═════ Dane do zadania ═════

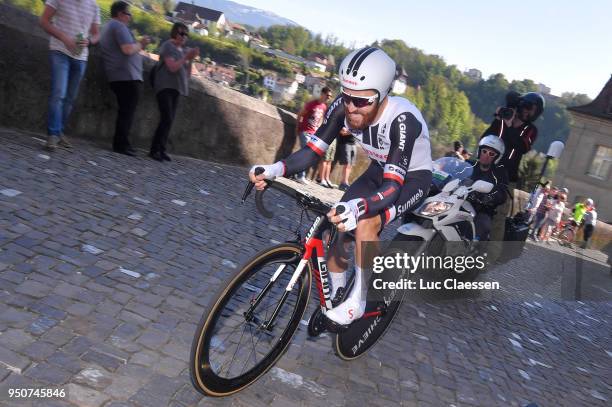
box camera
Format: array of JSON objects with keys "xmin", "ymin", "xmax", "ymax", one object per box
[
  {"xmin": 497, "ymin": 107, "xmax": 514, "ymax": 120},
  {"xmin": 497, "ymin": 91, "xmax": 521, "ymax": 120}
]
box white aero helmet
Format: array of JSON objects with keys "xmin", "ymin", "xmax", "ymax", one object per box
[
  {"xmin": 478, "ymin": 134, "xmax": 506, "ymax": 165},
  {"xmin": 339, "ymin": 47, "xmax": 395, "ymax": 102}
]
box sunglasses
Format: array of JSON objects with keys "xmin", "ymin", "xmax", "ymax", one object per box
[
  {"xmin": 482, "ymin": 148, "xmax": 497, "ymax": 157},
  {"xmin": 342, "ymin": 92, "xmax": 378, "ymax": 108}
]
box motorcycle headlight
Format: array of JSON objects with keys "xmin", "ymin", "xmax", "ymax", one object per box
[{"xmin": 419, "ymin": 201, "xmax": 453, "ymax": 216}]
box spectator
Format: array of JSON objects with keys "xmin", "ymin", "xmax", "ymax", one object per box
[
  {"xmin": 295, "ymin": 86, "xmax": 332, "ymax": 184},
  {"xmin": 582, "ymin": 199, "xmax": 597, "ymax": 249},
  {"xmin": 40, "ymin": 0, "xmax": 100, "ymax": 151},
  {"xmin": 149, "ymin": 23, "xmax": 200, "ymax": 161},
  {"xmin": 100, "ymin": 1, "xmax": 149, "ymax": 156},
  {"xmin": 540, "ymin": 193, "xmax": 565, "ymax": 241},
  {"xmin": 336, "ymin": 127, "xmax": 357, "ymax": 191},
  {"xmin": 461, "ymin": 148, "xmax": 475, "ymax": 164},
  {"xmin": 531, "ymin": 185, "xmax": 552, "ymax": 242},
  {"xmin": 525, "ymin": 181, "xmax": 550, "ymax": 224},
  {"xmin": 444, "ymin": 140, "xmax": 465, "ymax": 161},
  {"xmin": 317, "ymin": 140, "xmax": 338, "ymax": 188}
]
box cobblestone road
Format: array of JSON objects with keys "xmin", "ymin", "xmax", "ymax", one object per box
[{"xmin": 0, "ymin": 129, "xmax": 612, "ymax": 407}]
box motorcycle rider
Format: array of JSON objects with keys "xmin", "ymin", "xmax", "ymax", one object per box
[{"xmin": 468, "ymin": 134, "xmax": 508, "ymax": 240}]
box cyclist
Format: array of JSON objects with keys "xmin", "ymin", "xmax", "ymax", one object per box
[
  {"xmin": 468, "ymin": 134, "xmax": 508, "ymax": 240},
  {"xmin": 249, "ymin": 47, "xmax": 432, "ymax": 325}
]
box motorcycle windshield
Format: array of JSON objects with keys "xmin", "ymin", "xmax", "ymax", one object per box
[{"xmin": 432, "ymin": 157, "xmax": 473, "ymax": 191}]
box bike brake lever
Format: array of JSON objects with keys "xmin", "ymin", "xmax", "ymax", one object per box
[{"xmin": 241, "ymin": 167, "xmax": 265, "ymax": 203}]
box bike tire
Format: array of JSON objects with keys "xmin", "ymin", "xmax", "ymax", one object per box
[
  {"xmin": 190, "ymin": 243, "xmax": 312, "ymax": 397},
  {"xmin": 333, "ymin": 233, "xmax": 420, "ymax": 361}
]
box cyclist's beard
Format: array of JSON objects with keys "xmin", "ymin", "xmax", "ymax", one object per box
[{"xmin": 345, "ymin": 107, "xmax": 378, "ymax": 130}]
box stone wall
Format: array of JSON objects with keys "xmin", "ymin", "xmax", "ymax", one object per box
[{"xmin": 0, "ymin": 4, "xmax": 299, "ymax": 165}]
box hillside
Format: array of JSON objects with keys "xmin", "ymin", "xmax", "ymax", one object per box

═════

▶ [Opis zadania]: Wybierz spośród wierszy powyżej wszystkie, które zawierają słowo „motorcycle”, i przepisz je w całości.

▶ [Odpowiedź]:
box motorcycle headlight
box motorcycle rider
box motorcycle windshield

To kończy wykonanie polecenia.